Recast the data from the line containing "of the guardrail" through the line containing "[0,208,56,264]", both included, as a numbered list with blank lines omitted.

Begin Records to process

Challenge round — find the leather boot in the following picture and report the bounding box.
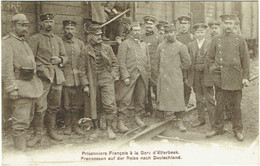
[72,112,86,135]
[106,119,116,139]
[117,113,129,133]
[26,113,44,147]
[46,111,63,141]
[135,115,145,127]
[13,132,26,151]
[89,119,100,139]
[63,110,72,135]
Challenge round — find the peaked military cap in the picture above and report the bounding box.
[143,16,157,23]
[219,14,237,21]
[40,13,54,21]
[193,23,208,31]
[208,20,220,27]
[87,24,103,35]
[178,16,191,22]
[11,14,29,24]
[62,20,77,27]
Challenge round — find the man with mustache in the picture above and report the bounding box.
[177,16,194,107]
[27,14,67,146]
[2,14,43,151]
[206,14,249,141]
[62,20,85,135]
[156,24,191,132]
[116,22,151,132]
[141,16,163,116]
[78,24,119,139]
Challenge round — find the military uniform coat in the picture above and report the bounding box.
[62,37,84,86]
[116,37,151,101]
[187,39,214,87]
[141,33,163,85]
[78,43,118,119]
[2,33,43,98]
[207,33,249,90]
[156,41,191,112]
[29,31,67,85]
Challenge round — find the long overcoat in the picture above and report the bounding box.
[156,41,191,112]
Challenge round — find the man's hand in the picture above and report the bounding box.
[51,56,62,65]
[124,78,130,86]
[10,90,18,100]
[242,79,249,87]
[83,85,89,96]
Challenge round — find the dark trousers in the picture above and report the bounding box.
[193,71,216,126]
[213,86,243,134]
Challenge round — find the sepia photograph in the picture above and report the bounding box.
[0,0,260,166]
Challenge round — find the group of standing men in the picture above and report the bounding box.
[2,11,249,150]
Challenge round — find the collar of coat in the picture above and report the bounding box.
[62,35,75,43]
[40,30,54,37]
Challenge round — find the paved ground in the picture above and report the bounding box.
[2,60,259,165]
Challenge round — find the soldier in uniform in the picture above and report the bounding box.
[78,24,118,139]
[177,16,194,106]
[208,20,220,38]
[156,24,191,132]
[27,14,67,146]
[116,23,151,132]
[206,14,249,141]
[141,16,163,113]
[187,23,215,127]
[2,14,43,151]
[62,20,85,135]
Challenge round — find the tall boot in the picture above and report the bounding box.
[72,112,86,135]
[13,132,26,151]
[26,113,44,147]
[46,111,63,141]
[117,113,129,133]
[63,110,72,135]
[106,119,116,139]
[89,119,100,139]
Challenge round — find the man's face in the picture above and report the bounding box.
[195,29,206,40]
[180,21,190,33]
[144,21,154,31]
[64,25,76,39]
[42,20,55,32]
[14,21,29,37]
[164,31,176,42]
[131,26,141,39]
[222,20,235,33]
[210,25,220,36]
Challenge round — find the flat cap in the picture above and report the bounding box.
[143,16,157,23]
[193,23,208,31]
[219,14,237,21]
[208,20,220,27]
[62,20,77,27]
[87,24,103,35]
[121,17,133,25]
[178,16,191,22]
[40,13,54,21]
[11,14,29,24]
[163,24,176,32]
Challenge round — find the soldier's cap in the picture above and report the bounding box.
[178,16,191,23]
[121,17,133,25]
[163,24,176,32]
[87,24,103,35]
[40,13,54,21]
[11,14,29,24]
[62,20,77,27]
[193,23,208,31]
[219,14,237,21]
[143,16,157,23]
[208,20,220,27]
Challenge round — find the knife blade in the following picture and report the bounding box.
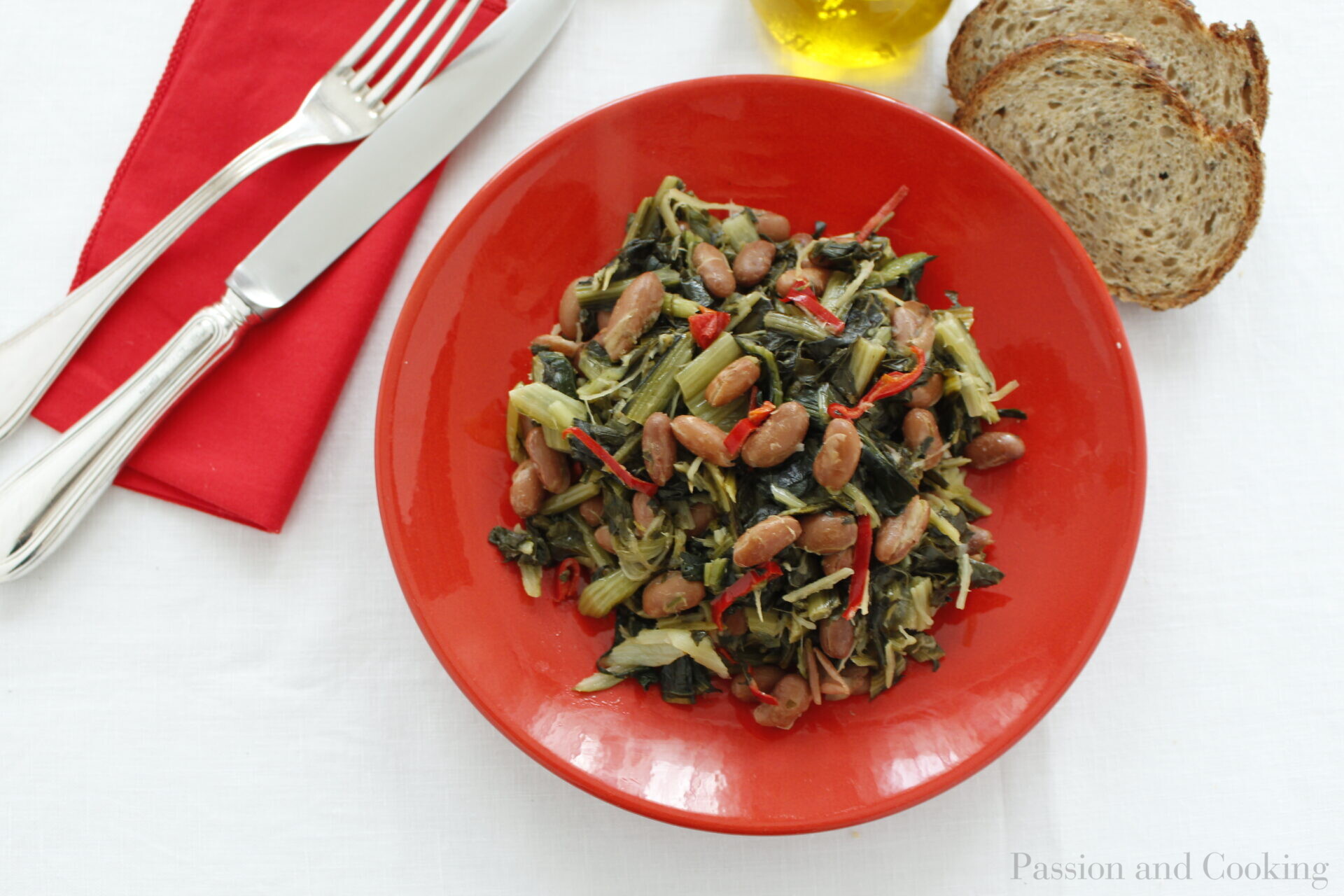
[0,0,574,582]
[227,0,574,313]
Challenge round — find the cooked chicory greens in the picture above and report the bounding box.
[489,177,1024,728]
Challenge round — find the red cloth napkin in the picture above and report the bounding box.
[34,0,504,532]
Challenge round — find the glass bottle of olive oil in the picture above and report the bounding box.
[751,0,951,69]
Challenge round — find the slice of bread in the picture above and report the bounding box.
[948,0,1268,132]
[953,34,1265,309]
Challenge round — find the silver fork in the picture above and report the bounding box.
[0,0,482,440]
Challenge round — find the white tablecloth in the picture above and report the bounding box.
[0,0,1344,896]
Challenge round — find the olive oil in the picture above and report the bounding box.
[751,0,951,69]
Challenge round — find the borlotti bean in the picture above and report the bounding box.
[489,177,1031,734]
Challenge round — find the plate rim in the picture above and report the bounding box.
[374,74,1148,836]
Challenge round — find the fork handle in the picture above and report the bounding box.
[0,291,260,582]
[0,118,319,440]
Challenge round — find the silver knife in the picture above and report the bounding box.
[0,0,574,582]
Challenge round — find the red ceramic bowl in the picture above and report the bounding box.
[377,75,1144,834]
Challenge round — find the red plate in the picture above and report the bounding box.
[377,75,1145,834]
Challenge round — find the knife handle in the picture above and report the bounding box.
[0,290,258,582]
[0,118,327,440]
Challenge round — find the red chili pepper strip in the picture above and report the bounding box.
[718,648,780,706]
[723,402,774,456]
[855,187,910,243]
[844,513,872,620]
[742,666,780,706]
[687,309,732,348]
[555,557,583,603]
[783,276,844,335]
[563,426,659,498]
[710,560,783,629]
[827,345,927,421]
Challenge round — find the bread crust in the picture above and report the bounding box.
[951,32,1265,310]
[948,0,1268,133]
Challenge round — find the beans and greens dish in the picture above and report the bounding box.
[489,177,1024,728]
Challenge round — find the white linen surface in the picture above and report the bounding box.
[0,0,1344,896]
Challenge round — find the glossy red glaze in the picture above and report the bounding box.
[377,75,1145,834]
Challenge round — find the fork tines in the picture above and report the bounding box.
[336,0,484,113]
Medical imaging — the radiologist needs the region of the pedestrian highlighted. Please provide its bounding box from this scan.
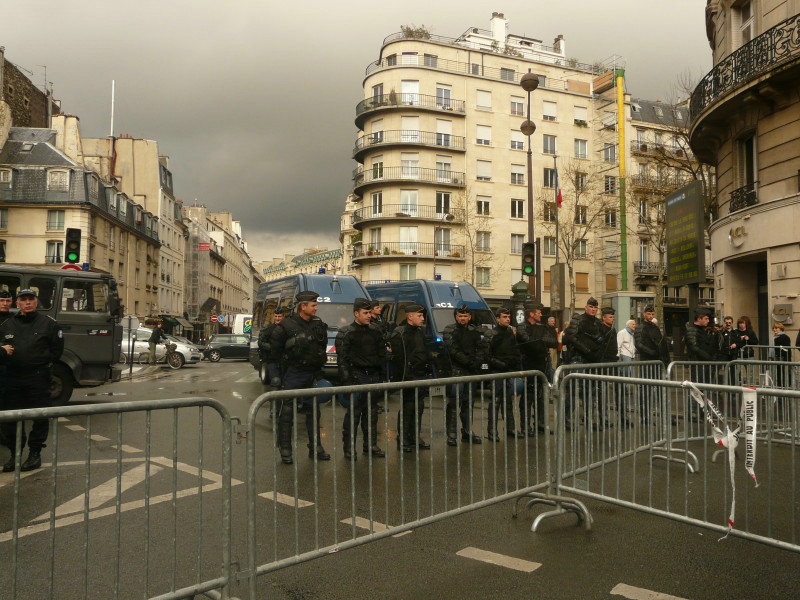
[389,304,431,452]
[0,288,64,473]
[517,302,558,437]
[335,298,386,460]
[147,321,167,365]
[442,304,489,446]
[486,308,525,442]
[270,291,331,465]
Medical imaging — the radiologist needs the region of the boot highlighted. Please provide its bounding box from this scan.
[20,448,42,471]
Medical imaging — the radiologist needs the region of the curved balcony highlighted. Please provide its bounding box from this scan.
[353,204,464,229]
[353,166,465,194]
[356,92,465,129]
[353,129,466,160]
[353,242,465,261]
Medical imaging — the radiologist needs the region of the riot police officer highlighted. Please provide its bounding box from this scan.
[270,291,331,465]
[517,302,558,437]
[336,298,386,460]
[442,304,488,446]
[0,289,64,472]
[389,304,431,452]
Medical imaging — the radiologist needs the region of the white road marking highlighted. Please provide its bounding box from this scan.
[611,583,686,600]
[456,547,542,573]
[259,492,314,508]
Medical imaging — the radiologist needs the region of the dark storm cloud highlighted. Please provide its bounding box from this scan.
[0,0,710,259]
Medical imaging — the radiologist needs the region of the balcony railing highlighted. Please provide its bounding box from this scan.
[353,166,465,189]
[356,92,464,117]
[353,129,465,156]
[353,204,464,225]
[689,15,800,121]
[353,242,464,260]
[728,181,758,212]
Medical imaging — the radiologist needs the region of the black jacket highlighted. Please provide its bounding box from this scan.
[0,311,64,372]
[517,321,558,373]
[442,323,488,376]
[270,314,328,371]
[336,322,386,384]
[486,325,522,373]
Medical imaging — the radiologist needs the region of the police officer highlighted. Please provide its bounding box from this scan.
[389,304,431,452]
[0,289,64,472]
[270,291,331,465]
[336,298,386,460]
[486,308,525,442]
[517,302,558,437]
[442,304,488,446]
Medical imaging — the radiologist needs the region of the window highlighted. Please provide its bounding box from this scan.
[44,241,64,264]
[511,129,525,150]
[475,267,492,287]
[47,210,64,231]
[511,165,525,185]
[475,231,492,252]
[542,167,556,188]
[476,160,492,181]
[475,90,492,110]
[511,233,525,254]
[575,138,589,158]
[542,134,556,154]
[511,96,525,117]
[47,171,69,192]
[400,263,417,281]
[475,125,492,146]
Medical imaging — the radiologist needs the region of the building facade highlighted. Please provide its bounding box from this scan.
[690,0,800,341]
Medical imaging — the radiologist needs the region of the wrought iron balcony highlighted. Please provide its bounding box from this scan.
[353,129,466,159]
[353,204,464,228]
[728,181,758,212]
[352,242,464,260]
[353,165,465,193]
[689,15,800,121]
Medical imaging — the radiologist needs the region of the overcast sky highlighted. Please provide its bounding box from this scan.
[0,0,711,260]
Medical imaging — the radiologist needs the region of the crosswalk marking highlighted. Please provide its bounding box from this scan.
[456,547,542,573]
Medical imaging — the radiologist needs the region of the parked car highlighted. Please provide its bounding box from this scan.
[203,333,250,362]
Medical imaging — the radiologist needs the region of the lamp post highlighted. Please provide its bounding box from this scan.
[519,69,541,300]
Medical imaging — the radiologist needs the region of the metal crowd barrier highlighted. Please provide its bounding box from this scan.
[554,373,800,551]
[0,398,236,600]
[243,371,551,598]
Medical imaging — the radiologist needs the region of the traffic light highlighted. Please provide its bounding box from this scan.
[64,228,81,265]
[522,242,536,277]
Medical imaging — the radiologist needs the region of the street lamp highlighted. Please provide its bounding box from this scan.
[519,69,541,300]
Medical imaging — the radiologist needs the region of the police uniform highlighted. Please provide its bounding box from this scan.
[0,289,64,472]
[517,303,558,437]
[389,304,431,452]
[336,298,386,460]
[270,292,331,464]
[442,305,488,446]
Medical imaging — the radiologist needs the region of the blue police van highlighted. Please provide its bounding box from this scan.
[249,273,369,383]
[367,279,496,377]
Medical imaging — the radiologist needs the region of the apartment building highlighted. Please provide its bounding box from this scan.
[690,0,800,341]
[341,13,619,306]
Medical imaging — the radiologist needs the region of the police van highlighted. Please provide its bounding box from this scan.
[367,279,496,377]
[250,273,369,383]
[0,265,122,404]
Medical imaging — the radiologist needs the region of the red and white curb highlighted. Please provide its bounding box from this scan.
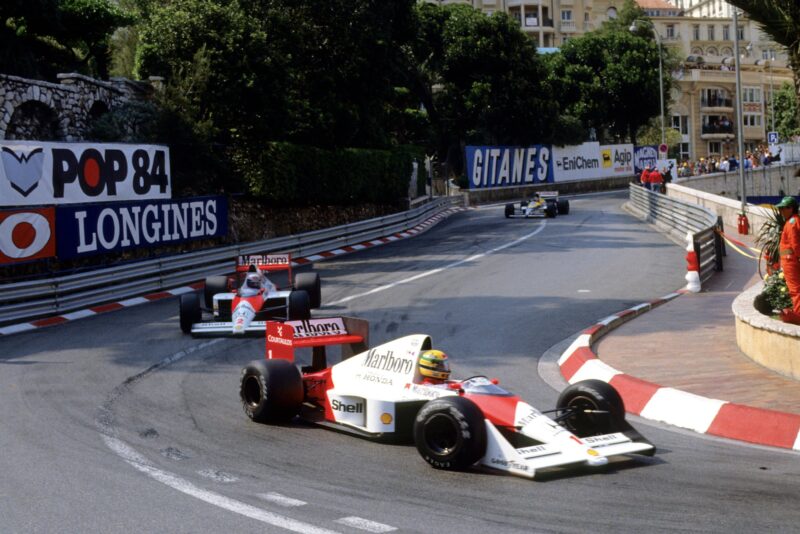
[558,290,800,450]
[0,208,465,336]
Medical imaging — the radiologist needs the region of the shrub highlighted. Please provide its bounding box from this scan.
[761,270,792,311]
[231,142,425,205]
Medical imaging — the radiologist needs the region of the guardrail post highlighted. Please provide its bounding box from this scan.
[714,216,727,271]
[685,232,700,293]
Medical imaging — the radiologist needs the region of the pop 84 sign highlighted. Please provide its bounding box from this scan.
[0,141,172,206]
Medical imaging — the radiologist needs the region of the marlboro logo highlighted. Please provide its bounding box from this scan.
[287,317,347,338]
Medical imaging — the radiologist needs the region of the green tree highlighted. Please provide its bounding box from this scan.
[553,28,671,143]
[774,82,800,139]
[728,0,800,122]
[0,0,132,78]
[407,4,558,176]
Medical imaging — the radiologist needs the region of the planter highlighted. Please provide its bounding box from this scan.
[733,282,800,380]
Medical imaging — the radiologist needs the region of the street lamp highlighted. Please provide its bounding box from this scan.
[628,19,667,151]
[733,7,750,227]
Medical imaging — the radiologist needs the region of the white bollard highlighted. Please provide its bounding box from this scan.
[686,232,700,293]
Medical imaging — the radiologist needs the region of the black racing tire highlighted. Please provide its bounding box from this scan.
[294,273,322,310]
[203,276,228,310]
[286,291,311,321]
[179,292,202,334]
[239,360,303,423]
[414,396,486,470]
[556,379,628,438]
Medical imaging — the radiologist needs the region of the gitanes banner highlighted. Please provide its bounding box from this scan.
[0,141,172,207]
[467,145,553,189]
[56,196,228,259]
[466,142,634,189]
[0,208,56,264]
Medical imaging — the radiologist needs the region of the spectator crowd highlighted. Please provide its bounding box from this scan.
[678,145,781,178]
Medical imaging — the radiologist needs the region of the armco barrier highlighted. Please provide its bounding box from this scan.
[0,197,462,324]
[626,183,725,282]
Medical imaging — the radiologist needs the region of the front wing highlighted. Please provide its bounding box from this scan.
[192,321,267,337]
[480,420,655,478]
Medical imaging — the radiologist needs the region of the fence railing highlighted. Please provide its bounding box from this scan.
[0,196,462,324]
[628,184,725,282]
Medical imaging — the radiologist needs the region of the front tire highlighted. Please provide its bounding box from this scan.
[414,397,486,469]
[203,276,228,310]
[179,293,202,334]
[294,273,322,310]
[239,360,303,423]
[286,291,311,321]
[556,379,628,438]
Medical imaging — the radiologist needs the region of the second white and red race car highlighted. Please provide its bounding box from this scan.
[179,254,321,336]
[239,318,655,478]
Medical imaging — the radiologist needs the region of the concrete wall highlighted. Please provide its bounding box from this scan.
[674,163,800,200]
[0,73,156,141]
[667,183,770,236]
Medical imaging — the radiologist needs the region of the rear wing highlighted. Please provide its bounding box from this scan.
[236,252,292,280]
[265,317,369,371]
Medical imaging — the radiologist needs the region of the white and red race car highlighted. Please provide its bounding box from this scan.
[240,318,655,478]
[180,254,321,336]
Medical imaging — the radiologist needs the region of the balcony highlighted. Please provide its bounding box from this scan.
[520,17,553,31]
[700,97,733,111]
[559,20,578,32]
[700,124,733,141]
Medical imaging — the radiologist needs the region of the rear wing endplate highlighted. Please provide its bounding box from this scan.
[265,317,369,371]
[236,252,292,280]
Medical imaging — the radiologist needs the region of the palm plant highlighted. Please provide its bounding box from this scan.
[756,207,785,278]
[728,0,800,125]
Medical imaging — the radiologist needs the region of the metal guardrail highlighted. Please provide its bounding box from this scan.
[0,197,462,324]
[628,183,725,282]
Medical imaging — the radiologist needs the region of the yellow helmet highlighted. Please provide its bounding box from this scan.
[419,350,450,380]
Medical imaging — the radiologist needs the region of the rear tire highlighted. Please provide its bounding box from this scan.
[239,360,303,423]
[203,276,228,310]
[179,292,202,334]
[286,291,311,321]
[414,397,486,469]
[556,379,629,438]
[294,273,322,310]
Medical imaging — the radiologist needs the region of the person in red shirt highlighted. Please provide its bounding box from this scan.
[639,165,650,193]
[650,167,664,193]
[775,197,800,324]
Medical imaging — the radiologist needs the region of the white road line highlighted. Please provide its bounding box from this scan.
[334,516,397,532]
[327,221,547,306]
[103,434,340,534]
[257,491,308,508]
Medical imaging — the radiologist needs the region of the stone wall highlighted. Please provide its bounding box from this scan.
[0,73,161,141]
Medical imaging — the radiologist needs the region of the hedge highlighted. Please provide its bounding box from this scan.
[232,142,425,205]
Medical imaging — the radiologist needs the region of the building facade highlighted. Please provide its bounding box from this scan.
[429,0,792,160]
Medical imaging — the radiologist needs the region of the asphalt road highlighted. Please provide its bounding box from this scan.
[0,194,800,533]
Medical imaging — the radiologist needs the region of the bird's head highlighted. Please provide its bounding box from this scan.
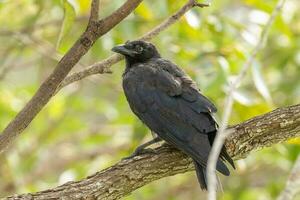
[112,40,160,64]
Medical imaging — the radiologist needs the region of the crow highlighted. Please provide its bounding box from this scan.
[112,40,235,190]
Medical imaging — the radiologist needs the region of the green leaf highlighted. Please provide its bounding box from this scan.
[56,0,76,51]
[252,61,272,104]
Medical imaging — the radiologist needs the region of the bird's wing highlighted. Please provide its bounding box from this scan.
[125,63,229,175]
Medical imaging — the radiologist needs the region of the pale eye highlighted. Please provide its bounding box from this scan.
[135,45,144,52]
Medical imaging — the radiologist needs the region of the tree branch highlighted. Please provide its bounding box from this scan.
[206,0,285,200]
[56,0,208,92]
[0,0,142,153]
[89,0,99,26]
[8,104,300,200]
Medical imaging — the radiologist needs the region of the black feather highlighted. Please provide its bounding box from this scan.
[113,41,234,189]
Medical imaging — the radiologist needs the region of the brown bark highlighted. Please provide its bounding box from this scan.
[7,104,300,200]
[0,0,142,153]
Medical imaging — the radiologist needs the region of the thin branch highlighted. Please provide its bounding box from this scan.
[8,104,300,200]
[56,0,209,92]
[89,0,99,24]
[277,155,300,200]
[207,0,285,200]
[0,0,142,153]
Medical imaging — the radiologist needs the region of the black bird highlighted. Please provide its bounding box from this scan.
[112,40,234,189]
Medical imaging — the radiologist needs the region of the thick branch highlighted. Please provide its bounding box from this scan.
[0,0,142,153]
[8,104,300,200]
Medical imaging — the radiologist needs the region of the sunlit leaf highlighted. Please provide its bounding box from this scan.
[56,0,76,51]
[252,62,272,104]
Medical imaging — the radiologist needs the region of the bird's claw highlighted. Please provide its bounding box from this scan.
[122,148,157,160]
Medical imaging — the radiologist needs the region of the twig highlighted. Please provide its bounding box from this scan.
[277,155,300,200]
[89,0,99,23]
[8,104,300,200]
[0,0,142,153]
[56,0,209,92]
[207,0,285,200]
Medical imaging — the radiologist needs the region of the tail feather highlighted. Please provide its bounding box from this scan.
[194,160,207,190]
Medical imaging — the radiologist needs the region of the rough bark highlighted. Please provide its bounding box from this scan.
[0,0,142,153]
[7,104,300,200]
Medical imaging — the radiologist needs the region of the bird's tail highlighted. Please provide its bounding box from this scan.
[193,160,223,192]
[193,160,207,190]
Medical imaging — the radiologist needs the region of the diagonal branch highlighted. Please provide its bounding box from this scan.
[8,104,300,200]
[206,0,285,200]
[56,0,209,92]
[0,0,142,153]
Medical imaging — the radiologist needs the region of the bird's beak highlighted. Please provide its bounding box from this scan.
[111,45,137,57]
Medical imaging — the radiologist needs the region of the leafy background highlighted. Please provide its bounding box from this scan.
[0,0,300,200]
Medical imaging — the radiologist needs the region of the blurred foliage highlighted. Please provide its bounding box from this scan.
[0,0,300,200]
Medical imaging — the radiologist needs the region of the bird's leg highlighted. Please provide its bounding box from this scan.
[124,137,162,159]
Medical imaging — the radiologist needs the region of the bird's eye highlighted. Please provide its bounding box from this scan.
[135,45,144,52]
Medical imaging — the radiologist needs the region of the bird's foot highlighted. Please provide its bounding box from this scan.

End Records to process

→ **Solved exercise**
1. Medical imaging — the radiologist needs the region of the guardrail post highlighted. Please provide its bounding box from this scan.
2. [714,216,727,271]
3. [685,232,700,293]
4. Medical imaging — the radiologist needs the region of the pop 84 sign highlighted. Please provide its bounding box from this scan.
5. [0,141,172,206]
6. Medical imaging — the radiologist needs the region of the marlboro logo highlighted. Please provide its bounding box from this scan.
7. [287,317,347,338]
8. Medical imaging — the radiologist needs the region of the green tree highlighted. Please provide its bounding box from this scan.
9. [553,28,671,143]
10. [774,82,800,139]
11. [728,0,800,122]
12. [0,0,132,78]
13. [407,4,558,176]
14. Medical imaging — the radiologist needs the region of the planter highlighted. Please provide its bounding box from this scan.
15. [733,282,800,380]
16. Medical imaging — the radiologist needs the region of the street lamp highlighted. Please provide its bounding box from this scan.
17. [628,19,667,151]
18. [733,7,750,227]
19. Medical imaging — the radiologist needs the region of the white bollard highlighted. Please provide its bounding box from this scan.
20. [686,232,700,293]
21. Medical imaging — the radiologist needs the region of the black racing tire highlighted. Please provide its bounding box from this scan.
22. [294,273,322,310]
23. [203,276,228,310]
24. [286,291,311,321]
25. [179,292,202,334]
26. [239,360,303,423]
27. [414,396,486,470]
28. [556,379,628,438]
29. Medical imaging — the radiologist needs the region of the gitanes banner highlighted. Please provide its bounding box from this scan.
30. [0,141,172,207]
31. [467,145,553,189]
32. [56,196,228,259]
33. [466,142,634,189]
34. [0,208,56,264]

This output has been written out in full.